→ **Exercise details**:
Copy out every record below with complete accuracy.

(Raw records)
════════════════
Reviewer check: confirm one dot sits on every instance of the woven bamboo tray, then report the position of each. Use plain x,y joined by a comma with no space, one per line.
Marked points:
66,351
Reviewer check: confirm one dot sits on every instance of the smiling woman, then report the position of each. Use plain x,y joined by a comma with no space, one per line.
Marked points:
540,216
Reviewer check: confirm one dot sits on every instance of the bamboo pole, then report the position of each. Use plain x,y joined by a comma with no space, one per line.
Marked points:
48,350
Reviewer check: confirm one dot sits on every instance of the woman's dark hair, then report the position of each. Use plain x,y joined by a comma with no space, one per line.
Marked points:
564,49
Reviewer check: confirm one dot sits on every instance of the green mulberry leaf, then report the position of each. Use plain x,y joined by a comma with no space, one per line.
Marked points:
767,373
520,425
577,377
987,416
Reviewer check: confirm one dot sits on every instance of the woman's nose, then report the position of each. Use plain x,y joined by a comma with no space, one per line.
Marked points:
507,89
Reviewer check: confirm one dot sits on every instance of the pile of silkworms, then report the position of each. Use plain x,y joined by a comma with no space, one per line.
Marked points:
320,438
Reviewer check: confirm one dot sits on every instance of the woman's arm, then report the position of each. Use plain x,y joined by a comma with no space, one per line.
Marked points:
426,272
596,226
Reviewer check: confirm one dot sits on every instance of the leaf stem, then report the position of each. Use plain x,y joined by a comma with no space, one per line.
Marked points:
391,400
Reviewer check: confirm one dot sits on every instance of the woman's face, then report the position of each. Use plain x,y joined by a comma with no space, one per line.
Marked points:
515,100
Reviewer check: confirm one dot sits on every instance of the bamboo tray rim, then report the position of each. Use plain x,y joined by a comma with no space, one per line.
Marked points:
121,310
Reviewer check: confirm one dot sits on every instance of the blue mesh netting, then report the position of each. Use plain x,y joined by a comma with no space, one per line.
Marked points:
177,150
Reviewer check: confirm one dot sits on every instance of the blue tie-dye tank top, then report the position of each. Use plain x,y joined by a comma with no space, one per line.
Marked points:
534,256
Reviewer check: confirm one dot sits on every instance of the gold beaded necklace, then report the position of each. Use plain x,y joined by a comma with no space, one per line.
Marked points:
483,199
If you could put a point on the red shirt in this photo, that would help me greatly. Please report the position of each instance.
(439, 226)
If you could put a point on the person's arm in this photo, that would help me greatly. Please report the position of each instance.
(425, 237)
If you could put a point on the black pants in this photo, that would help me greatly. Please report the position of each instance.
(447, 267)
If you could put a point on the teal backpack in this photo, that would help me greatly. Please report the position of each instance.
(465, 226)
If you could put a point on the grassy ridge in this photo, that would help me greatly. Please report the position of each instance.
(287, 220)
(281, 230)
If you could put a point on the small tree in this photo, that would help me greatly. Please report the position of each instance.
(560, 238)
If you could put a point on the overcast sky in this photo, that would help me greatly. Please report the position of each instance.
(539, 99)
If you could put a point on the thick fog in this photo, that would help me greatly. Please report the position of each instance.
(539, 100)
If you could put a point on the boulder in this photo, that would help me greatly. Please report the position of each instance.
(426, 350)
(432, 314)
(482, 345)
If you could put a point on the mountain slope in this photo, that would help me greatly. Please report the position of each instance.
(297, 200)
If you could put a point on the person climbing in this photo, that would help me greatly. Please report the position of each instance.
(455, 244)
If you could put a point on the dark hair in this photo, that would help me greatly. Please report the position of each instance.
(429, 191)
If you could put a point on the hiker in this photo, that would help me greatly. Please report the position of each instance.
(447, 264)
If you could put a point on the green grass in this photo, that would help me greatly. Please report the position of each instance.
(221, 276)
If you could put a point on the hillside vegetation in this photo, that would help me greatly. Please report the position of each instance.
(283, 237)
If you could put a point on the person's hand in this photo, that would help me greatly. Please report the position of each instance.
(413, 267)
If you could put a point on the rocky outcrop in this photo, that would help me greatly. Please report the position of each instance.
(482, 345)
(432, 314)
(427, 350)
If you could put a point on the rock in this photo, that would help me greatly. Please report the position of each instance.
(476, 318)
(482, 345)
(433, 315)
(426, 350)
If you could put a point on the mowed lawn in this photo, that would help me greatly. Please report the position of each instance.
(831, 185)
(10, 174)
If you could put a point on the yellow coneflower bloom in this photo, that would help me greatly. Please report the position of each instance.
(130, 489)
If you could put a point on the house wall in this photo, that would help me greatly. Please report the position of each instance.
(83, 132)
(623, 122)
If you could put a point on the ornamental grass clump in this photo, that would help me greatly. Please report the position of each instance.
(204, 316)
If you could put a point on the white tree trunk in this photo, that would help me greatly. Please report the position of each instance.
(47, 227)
════════════════
→ **Result for this task**:
Reviewer check: confirm one dot sits on every instance of the woven bamboo tray, then report the position of each. Use plain x,y joined by a comma with no space, one per line.
Marked points:
66,351
Reviewer check: confirm one dot sits on every instance of the smiling woman, then report the position of each. Use plain x,y joined by a comma with no space, one per line.
Marked points:
540,216
Reviewer check: confirm one dot sits on every instance of the bamboo pole, then report the position of each. Use plain x,y joined by a comma with no space, one per line.
Marked points:
48,350
Reviewer check: confirm one dot sits on every instance of the woman's dark hair, then report the position of each. Use plain x,y joined by a comma with no space, one per line.
Marked points:
564,49
Reviewer check: confirm one dot sits on every instance of the green mulberry leaf, then report the position of each. Use plain x,y joined by a comma with no space, one per line.
Marked points:
767,373
520,425
577,377
987,416
Reviewer check: confirm one dot sits on every instance of the woman's nose, then report the position of each. Use plain x,y joined by a comma with no space, one per line.
Marked points:
507,89
Reviewer check: confirm one dot sits on every instance of the pile of silkworms, then report the position of each. Use plain x,y joined by a comma with no space, one per line.
Marked points:
320,438
Reviewer check: confirm one dot sits on every instance of the woman's arm, then report the position of each. Use plain x,y joined by a comma with no space, one per line.
Marked points:
426,272
596,226
Reviewer check: confirm one dot sits on every instance of the leaf stem, then report the position of each. Use plain x,y joined by a comma with no space, one per line.
Marked points:
391,400
Reviewer check: confirm one dot sits on every instance of the woman's face, then report the position of each. Use plain x,y joined by a comma with no space, one per line.
Marked points:
515,100
Reviewer check: confirm one dot sits on every instance of the bamboo tray rim, then report the position of each. Use plain x,y joined by a comma with no space, one per line.
Marked points:
121,310
Reviewer check: confirm one dot sits on every instance of the blue mesh netting, then report the position of each. Use plain x,y joined by a comma with no space, one per line.
Marked points:
177,150
Reviewer check: confirm one dot sits on every instance of the blue tie-dye tank top, then report the position of each. Use plain x,y joined by a comma with no space, one per line.
Marked points:
534,256
Reviewer check: confirm one dot sits on every instance of the gold beaded necklace, then report the position of each. Use plain x,y joined by a comma with no space, one per line.
Marked points:
483,199
If you could put a point on the red shirt in this photo, that would help me greatly. Please report the position of each instance.
(439, 226)
If you could put a point on the person's arm in this photo, that would help me greatly. Please report the position of each instance.
(425, 237)
If you could put a point on the black pants in this photo, that would help me greatly. Please report the position of each instance.
(447, 267)
If you could put a point on the teal backpack in this photo, that would help me greatly. Please report the position of each instance.
(465, 226)
If you could put a point on the grassy ridge in this photo, that would help me greatly. Please report the position of each instance.
(287, 220)
(281, 230)
If you could put a point on the small tree in this photo, that would help me greatly. Please report the position of each instance.
(560, 238)
If you could put a point on the overcast sky in this photo, that would help me greatly. Please report the position of each instance.
(539, 99)
If you could put a point on the thick fog in this photo, that would help me greatly. Please report the position of each instance.
(539, 100)
If you could put a point on the boulder in this photo, that would help me greatly. Please report the position of each instance.
(426, 350)
(432, 314)
(482, 345)
If you could put a point on the mountain slope in this photo, that would help me greatly. Please report the position of each instance.
(297, 200)
If you could put a point on the person climbing in this photo, that would help me greatly. Please report the position of each instance.
(455, 244)
If you could put a point on the dark hair in this photo, that would help me greatly. Please report the position of each instance.
(429, 191)
If you could put a point on the hiker in this photo, that would help me greatly. Please report the position of each instance.
(447, 264)
If you could put a point on the green grass in this photo, that would help me greatly. Please report the position of each instance.
(221, 276)
If you could put a point on the hillside vegetation in this photo, that would help me greatly. Please report the position of each instance.
(283, 237)
If you could put a point on the person's hand in this photo, that would help me greatly. Please report the position of each instance.
(413, 267)
If you could put a point on the rocky outcrop in this photo, that would help me greatly. Please report the position of each instance.
(482, 345)
(432, 314)
(427, 350)
If you could put a point on the rock in this photo, that would help me greatly. Please report the position of each instance.
(476, 318)
(482, 345)
(433, 315)
(426, 350)
If you could put a point on the mowed lawn in this photo, that would help me greatly. Please report the position of each instance.
(831, 185)
(10, 174)
If you could put a point on the yellow coneflower bloom in this photo, that would help me greatly. Please report the position of each instance.
(130, 489)
If you could put a point on the house wall in this photo, that would help me greatly. Please report the position of each instance.
(83, 132)
(623, 122)
If you could put a point on the ornamental grass clump in this photo, that would help me greatly. Please report the position of each instance.
(204, 316)
If you could put a point on the white tree trunk in this photo, that would help me greatly. Please report the position of each instance.
(47, 227)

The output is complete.